PAGE TEXT
· · ·

An event never occurring in history does not discount its possiblity of occurring in the future. Similarly, events that may have been impossible in the past
are not necessarily impossible in the future.
Also, psychology. Someone who knows they are being studied will act differently than someone who isn't being studied so models will be inaccurate.
\newpage
\subsection{Unit 3: Bayesian Statistics}
This unit was deliberately separated from statistical review due to the percieved complexity of the topic and the magnitude of usage in recent data science
breakthroughs. Bayes Theorem is a part of the cirriculum for both \textbf{MATH 351 - Probability and Statistics} and \textbf{CSCI 420 - Principles of Data Mining}.
However, as both approached the topic from different perspectives and while neither solidified my personal confidence in its use, I chose to take extra time to learn
this important topic in my own way.
It has been said that statistics does not come naturally to the human brain, hence statistics is, by mathematical standards, a
young discipline. Resulting research on Bayesian statistics has led me to the conclusion that the opposite may be true - Bayes Theorem is quite intuitive, but
its discipline has not had the time to crystallize best practices for instructing it. For instance, updating one's beliefs to compare probabilities with the
number of documented occurrences is frequently used in philosophical discussion in the form of explanations that subsets with high liklihood of fufilling terms
are valid classifications even when the subset size results in overall fufilled terms to be infrequently categorized as the proposed subset. Most people understand
these expressions but, when shown a table and how to calculate those ratios, the content enters the realm of collegiate instruction.
\subsubsection{Bayes Theorem}
The equation for Bayes Theorem is as follows:
\[
P(A|E) = \frac{P(A) * P(E|A)}{P(A) * P(E|A) + (1 - P(A)) * P(E|\neg A)}
\]
This formula appears more complex as it is. The denominator, while directly translating to "The probability of A times the probability of event E occuring in A
divided by the probability of A times the probability of event E occuring in A plus the probability of not A times the probability of E occuring in not A"

· · ·

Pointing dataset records

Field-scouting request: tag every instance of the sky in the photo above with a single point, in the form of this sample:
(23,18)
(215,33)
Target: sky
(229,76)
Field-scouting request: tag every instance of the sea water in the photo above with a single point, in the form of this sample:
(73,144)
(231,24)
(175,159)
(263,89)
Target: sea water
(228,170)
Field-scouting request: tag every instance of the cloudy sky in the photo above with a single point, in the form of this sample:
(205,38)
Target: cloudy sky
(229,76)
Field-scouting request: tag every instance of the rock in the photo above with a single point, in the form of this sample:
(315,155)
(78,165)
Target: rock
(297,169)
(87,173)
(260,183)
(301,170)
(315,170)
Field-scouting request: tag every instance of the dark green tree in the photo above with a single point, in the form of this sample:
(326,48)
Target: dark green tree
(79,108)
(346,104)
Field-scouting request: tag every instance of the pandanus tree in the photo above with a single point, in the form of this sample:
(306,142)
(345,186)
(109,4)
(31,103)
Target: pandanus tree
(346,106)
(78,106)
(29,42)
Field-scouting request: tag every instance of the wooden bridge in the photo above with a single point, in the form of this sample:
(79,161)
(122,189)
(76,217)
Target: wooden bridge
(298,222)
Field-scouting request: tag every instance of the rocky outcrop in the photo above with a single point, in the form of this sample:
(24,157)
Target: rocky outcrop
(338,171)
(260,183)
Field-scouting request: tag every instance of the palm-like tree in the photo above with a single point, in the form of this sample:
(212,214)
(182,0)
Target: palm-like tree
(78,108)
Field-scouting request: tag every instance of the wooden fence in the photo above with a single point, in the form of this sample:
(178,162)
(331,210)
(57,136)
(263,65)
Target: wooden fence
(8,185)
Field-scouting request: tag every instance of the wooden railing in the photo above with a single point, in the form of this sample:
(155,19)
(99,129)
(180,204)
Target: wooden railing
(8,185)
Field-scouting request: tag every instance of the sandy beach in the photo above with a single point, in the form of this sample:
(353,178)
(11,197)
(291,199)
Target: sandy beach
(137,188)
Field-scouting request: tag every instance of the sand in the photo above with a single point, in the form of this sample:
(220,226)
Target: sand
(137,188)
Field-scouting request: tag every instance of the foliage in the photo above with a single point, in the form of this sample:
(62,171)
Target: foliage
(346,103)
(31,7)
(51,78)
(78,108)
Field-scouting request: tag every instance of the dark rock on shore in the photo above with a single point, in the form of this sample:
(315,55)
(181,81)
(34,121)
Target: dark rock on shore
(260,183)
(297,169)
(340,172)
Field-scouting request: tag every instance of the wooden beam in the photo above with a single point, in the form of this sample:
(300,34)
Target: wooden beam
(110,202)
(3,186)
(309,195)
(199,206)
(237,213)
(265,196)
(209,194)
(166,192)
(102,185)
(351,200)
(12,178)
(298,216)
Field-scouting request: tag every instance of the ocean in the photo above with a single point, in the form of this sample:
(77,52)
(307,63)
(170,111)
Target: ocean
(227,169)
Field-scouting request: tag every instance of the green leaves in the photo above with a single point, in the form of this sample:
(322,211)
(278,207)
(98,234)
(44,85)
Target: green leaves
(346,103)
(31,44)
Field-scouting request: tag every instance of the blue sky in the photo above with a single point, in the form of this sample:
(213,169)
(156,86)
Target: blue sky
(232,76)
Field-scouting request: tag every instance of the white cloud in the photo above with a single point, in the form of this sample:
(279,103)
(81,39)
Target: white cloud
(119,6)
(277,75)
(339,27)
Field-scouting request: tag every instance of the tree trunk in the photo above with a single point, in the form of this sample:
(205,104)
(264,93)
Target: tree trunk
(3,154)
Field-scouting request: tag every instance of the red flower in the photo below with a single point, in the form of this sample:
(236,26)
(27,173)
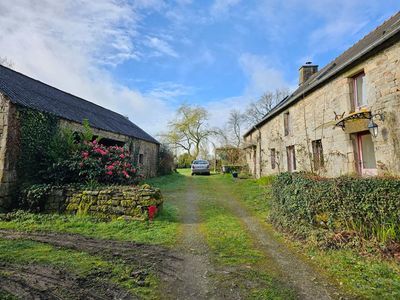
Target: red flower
(85,154)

· · ·

GIVEN EXERCISE 1
Using the Bayesian statistics notes, answer yes or no to each statement, and quote the words of the notes that settle it. (a) The unit on Bayesian statistics was kept apart from statistical review on purpose. (b) Someone who knows they are being studied acts the same as someone who isn't. (c) The writer concludes that Bayes Theorem is hard to grasp by intuition.
GIVEN EXERCISE 2
Give again the part of the Bayesian statistics notes between "However, as both" and "my own way.", inclusive, with no changes.
GIVEN EXERCISE 3
Sum up the Bayesian statistics notes in two sentences.
None of the data matters here.

TASK ANSWER 1
(a) Yes: "This unit was deliberately separated from statistical review"
(b) No: "Someone who knows they are being studied will act differently than someone who isn't being studied"
(c) No: "Bayes Theorem is quite intuitive"

TASK ANSWER 2
However, as both approached the topic from different perspectives and while neither solidified my personal confidence in its use, I chose to take extra time to learn
this important topic in my own way.

TASK ANSWER 3
The Bayesian statistics notes state that an event never having happened, or once being impossible, does not rule it out in the future, and that people who know they are being studied act differently, so models will be inaccurate. A separate unit on Bayesian statistics follows, which the writer chose to learn independently after two courses left them unsure of it, arguing that Bayes Theorem is intuitive but not yet well taught and giving its equation.